Чтение онлайн

ЖАНРЫ

Шрифт:

Как в ослепительной вспышке выступает перед нами весь этот праздный и праздничный мир на великокняжеском турнире, где панцирные всадники ломают копья в присутствии своих прекрасных дам, юных пажей и звонкоголосых герольдов. Мы видим их и за пышным столом сеньора, где, сбросив тяжеловесные латы, они празднуют свои подвиги, «в атласе да в бархате», как на картинах Рубенса.

Но есть и другая Франция. Сквозь речи и думы героев мы прозреваем где-то на окраинах этого ослепительного царства долговую тюрьму и больницу всех скорбящих, мрачное гетто и большую дорогу, игорный притон и трущобу ремесленника. Это мир средневековой отверженности, мир низших сословий и общественных париев — обездоленных горожан, вымирающих мастеровых, замученных крепостных. Вот бедная вдова рыдает под проливным дождем у порога бездушного заимодавца, прижимая к груди трех голодных детей; где-то умирает больной кузнец, покинутый старшинами своего цеха; дворовый крестьянин, одновременно

дружинник, челядинец и серв, беспрекословно выполняет все прихоти молодого барона, служа ему оруженосцем, кравчим, каштеляном и конюхом.

Контраст этих двух миров порождает третий, притаившийся и грозный, — мир опасного риска и преступных помыслов; здесь промышляет ростовщик, готовый участвовать в убийстве; аптекарь, торгующий ядами; бродяга Тибо, способный на кражу и даже на грабеж. Отсюда в мир благоденствующих вползает «окровавленное злодейство».

* _Записи набора данных_
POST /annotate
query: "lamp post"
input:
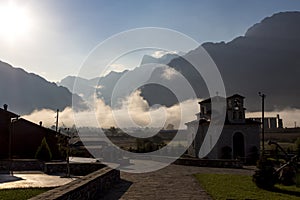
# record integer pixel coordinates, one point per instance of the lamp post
(263, 96)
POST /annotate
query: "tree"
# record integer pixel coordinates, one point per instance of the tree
(43, 152)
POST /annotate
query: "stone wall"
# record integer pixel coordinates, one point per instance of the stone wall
(92, 186)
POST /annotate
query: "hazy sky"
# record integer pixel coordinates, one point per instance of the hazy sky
(57, 35)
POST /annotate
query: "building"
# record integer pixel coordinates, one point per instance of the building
(20, 138)
(239, 137)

* _Задание_
Кого, согласно исходному тексту, прижимает к груди бедная вдова у порога бездушного заимодавца?

* _Ответ_
Трех голодных детей.